## Task objective
In the listing below, locate every line that contains the string "brown" and copy each of those lines. Uppercase and lowercase letters count as different.
^^^^^^^^^^^^^^^^
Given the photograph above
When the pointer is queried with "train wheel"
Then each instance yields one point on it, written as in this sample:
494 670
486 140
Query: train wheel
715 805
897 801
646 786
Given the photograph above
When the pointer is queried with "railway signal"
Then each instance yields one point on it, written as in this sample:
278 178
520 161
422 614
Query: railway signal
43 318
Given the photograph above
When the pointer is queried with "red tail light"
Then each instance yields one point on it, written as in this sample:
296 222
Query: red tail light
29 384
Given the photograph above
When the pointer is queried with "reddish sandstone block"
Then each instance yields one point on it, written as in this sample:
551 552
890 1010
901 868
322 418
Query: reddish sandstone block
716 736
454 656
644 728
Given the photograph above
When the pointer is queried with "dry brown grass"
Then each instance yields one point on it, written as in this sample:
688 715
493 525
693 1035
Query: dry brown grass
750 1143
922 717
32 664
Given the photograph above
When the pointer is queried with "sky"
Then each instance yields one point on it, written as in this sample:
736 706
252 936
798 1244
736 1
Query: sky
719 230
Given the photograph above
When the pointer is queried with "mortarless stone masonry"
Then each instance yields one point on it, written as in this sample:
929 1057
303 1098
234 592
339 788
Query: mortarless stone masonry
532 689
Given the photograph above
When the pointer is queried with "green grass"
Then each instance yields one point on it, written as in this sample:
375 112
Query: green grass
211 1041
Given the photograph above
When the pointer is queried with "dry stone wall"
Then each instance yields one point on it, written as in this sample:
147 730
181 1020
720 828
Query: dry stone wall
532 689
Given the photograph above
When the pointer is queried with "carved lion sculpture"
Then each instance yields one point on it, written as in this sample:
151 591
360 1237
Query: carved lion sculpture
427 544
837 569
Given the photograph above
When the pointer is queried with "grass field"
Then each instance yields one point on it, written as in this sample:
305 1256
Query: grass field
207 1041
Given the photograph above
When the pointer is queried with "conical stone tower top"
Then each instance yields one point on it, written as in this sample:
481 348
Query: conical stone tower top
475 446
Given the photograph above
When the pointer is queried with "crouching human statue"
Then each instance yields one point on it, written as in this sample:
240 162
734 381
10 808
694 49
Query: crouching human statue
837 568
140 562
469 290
^^^^^^^^^^^^^^^^
## Completed exercise
When the pointer is queried with "dry brown grass"
Query: dry brown grass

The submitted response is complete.